[Entries from a point annotation set]
____

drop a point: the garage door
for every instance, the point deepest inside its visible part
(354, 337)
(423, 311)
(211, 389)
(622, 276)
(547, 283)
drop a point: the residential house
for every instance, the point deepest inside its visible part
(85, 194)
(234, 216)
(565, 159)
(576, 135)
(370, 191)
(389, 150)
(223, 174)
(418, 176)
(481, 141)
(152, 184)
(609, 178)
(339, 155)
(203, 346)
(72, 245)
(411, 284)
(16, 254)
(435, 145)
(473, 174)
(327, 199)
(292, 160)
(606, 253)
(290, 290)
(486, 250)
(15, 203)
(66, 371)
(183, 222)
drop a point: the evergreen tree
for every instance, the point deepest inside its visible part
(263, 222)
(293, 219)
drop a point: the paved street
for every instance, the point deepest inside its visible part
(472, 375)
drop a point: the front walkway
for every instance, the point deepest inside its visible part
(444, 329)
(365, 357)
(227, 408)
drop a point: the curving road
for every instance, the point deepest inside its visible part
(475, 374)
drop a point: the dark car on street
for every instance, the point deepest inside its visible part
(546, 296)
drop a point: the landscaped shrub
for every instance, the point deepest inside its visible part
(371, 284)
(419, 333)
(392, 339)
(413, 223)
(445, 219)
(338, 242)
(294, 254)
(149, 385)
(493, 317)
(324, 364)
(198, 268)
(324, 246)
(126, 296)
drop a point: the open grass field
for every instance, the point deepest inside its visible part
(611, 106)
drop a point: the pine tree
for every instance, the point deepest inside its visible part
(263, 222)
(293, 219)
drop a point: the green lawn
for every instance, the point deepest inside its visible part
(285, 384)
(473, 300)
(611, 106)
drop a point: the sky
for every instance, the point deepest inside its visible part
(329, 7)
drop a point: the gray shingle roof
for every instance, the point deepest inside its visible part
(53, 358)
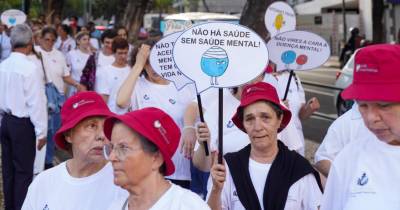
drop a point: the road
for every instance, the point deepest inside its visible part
(316, 127)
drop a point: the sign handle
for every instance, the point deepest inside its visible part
(220, 124)
(202, 120)
(288, 84)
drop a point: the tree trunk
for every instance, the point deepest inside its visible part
(253, 16)
(377, 21)
(133, 17)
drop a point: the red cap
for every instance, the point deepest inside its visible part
(155, 125)
(376, 74)
(260, 91)
(76, 108)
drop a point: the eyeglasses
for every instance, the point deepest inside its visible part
(121, 151)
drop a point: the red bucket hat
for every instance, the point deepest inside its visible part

____

Convert all of the data above into a numbered list with one line per item, leaving out any blank lines and omitting the pictures.

1. drop a point: the garage door
2. for every instance, the point deepest inside its visible part
3. (354, 337)
4. (423, 311)
5. (211, 389)
6. (622, 276)
7. (547, 283)
8. drop a point: the residential house
9. for every instance, the point deepest inside its visible part
10. (85, 194)
11. (234, 216)
12. (565, 159)
13. (576, 135)
14. (370, 191)
15. (389, 150)
16. (223, 174)
17. (418, 176)
18. (481, 141)
19. (152, 184)
20. (609, 178)
21. (339, 155)
22. (203, 346)
23. (72, 245)
24. (411, 284)
25. (16, 254)
26. (435, 145)
27. (473, 174)
28. (327, 199)
29. (292, 160)
30. (606, 253)
31. (290, 290)
32. (486, 250)
33. (15, 203)
34. (66, 371)
35. (183, 222)
36. drop a point: the evergreen tree
37. for every instance, the point deepest inside its visible part
38. (263, 222)
39. (293, 219)
40. drop a point: the paved street
41. for every instance, the point deepest inside its visible part
42. (472, 375)
43. drop a point: the front walkway
44. for every instance, the point deepest inside its visible part
45. (444, 329)
46. (365, 357)
47. (227, 408)
48. drop a point: the curving road
49. for every instance, the point deepest inside its visible part
50. (475, 374)
51. drop a point: the dark car on street
52. for every instance, the point deepest inside its visible part
53. (546, 296)
54. drop a point: the landscaped shrub
55. for every instance, the point deepest inside its visible part
56. (371, 284)
57. (419, 333)
58. (392, 339)
59. (413, 223)
60. (445, 219)
61. (338, 242)
62. (294, 254)
63. (149, 385)
64. (493, 317)
65. (324, 364)
66. (198, 268)
67. (324, 246)
68. (126, 296)
69. drop a point: the open grass field
70. for every instance, the point deepest inside its visible part
71. (611, 106)
72. drop a point: the pine tree
73. for every instance, the point deepest inside its visible part
74. (263, 222)
75. (293, 219)
76. drop a point: the green lawn
77. for every instance, the point deepest inside its visible part
78. (285, 384)
79. (473, 300)
80. (611, 106)
81. drop a point: the sky
82. for every instance, the point deepest inside its visible part
83. (329, 7)
84. drop a point: the gray shingle roof
85. for every instance, the point deepest inside its visible part
86. (53, 358)
87. drop a point: the road
88. for every instance, the point deepest inside its visible part
89. (316, 127)
90. drop a point: the sign handle
91. for every instance, the point deepest inside its visible part
92. (220, 124)
93. (202, 120)
94. (288, 84)
95. drop a point: the tree trunk
96. for every instance, the point deepest inside its visible part
97. (253, 16)
98. (377, 21)
99. (133, 17)
100. drop a point: the red cap
101. for every instance, the point deepest inside its visible part
102. (155, 125)
103. (376, 74)
104. (260, 91)
105. (76, 108)
106. drop a point: the eyeglasses
107. for every instance, the point deepest inside its visible part
108. (121, 151)
109. drop a point: the red bucket hat
110. for every instance, the point deepest inside its visible part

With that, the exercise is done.